EXERCISE REQUIREMENTS -> Word for word, set down every line of the entries below from the line with "crumpled sheet metal." to the line with "bare tree branch.", including both, and no other line.

Text-to-region grounding data
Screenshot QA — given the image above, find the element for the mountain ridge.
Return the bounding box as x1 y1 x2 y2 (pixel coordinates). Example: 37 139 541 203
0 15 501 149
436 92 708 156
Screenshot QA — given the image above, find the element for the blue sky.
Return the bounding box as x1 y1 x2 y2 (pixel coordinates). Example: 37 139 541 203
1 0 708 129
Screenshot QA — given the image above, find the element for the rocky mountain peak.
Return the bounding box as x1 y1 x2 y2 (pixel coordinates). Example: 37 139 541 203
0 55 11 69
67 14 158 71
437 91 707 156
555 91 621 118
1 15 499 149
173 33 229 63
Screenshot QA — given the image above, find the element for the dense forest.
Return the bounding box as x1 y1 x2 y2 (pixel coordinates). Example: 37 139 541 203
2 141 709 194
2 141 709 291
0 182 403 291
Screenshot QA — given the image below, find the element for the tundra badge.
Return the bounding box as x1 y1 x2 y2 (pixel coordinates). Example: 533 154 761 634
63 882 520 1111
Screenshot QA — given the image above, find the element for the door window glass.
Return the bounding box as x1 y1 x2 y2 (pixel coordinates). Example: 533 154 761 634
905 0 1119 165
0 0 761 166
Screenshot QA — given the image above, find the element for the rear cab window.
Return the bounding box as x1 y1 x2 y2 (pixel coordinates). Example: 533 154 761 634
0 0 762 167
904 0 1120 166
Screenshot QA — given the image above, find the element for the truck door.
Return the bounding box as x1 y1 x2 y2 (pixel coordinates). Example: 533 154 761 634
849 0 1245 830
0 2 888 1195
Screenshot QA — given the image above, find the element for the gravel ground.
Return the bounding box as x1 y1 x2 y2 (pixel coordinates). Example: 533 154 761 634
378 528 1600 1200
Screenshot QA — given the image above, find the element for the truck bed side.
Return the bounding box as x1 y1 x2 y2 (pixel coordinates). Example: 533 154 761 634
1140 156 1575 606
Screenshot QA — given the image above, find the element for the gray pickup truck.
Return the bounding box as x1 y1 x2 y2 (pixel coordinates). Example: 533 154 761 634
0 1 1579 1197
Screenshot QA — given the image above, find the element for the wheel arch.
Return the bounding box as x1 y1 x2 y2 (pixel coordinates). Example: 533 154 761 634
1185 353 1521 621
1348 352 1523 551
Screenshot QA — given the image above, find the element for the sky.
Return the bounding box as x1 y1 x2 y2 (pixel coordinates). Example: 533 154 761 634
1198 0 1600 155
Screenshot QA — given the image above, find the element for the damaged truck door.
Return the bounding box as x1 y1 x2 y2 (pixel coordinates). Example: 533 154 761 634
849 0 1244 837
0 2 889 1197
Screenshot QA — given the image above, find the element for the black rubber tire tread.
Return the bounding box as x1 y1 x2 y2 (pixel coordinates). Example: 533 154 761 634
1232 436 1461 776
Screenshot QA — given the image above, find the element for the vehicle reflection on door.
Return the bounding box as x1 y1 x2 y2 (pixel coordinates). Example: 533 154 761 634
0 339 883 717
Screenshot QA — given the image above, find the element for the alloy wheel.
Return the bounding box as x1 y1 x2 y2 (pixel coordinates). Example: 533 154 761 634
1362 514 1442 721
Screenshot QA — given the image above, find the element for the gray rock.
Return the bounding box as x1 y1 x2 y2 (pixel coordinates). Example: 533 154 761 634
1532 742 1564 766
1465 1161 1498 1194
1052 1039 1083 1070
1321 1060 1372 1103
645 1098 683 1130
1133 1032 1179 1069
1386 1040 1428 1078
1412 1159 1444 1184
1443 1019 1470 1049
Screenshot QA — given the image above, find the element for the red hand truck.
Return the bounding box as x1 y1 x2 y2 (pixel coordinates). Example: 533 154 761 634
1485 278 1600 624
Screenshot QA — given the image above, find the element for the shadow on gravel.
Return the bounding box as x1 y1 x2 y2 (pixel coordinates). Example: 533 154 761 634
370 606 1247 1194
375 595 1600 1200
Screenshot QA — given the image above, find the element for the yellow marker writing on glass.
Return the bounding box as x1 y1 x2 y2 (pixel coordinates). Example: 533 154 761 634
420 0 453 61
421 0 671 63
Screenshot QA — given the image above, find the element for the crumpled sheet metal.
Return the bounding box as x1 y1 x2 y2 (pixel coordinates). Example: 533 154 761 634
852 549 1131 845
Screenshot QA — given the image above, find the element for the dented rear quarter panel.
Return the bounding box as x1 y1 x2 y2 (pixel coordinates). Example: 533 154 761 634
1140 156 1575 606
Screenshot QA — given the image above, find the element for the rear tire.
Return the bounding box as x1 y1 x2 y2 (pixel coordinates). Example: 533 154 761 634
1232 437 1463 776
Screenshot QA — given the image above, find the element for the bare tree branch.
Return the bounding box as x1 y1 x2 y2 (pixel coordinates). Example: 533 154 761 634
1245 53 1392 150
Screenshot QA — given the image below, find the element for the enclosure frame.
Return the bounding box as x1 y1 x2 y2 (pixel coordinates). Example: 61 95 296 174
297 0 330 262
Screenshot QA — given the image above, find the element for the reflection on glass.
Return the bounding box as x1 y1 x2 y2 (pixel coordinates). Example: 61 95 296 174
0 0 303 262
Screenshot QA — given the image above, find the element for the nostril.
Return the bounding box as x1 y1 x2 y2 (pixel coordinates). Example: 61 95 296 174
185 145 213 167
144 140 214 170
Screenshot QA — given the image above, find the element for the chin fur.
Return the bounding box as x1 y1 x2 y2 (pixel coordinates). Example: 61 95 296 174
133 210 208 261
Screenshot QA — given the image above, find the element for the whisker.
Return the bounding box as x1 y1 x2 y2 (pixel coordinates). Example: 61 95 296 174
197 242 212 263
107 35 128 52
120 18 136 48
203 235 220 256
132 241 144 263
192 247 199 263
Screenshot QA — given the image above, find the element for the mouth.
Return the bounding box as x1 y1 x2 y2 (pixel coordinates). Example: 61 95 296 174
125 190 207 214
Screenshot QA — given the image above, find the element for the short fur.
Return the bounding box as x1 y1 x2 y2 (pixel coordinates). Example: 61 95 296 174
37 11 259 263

WRITTEN RESPONSE ->
Screenshot QA — given the image above, find the element for the crumpled sheet metal.
Return the bounding box as x1 y1 x2 y2 (pixel coordinates). Example: 533 154 761 634
852 549 1131 845
Screenshot QA — given the image above, find the element for the dented rear quarter panel.
Return the bounding box as x1 y1 x2 y2 (pixel coordinates). Example: 533 154 761 634
1140 156 1575 606
Screenshot QA — given the image above, find the element for the rear tire.
Return the bounding box as x1 y1 x2 y2 (pixel coordinates). Example: 533 154 761 634
1232 437 1463 776
Screenshot QA — given the image above, find the element for the bare tree branch.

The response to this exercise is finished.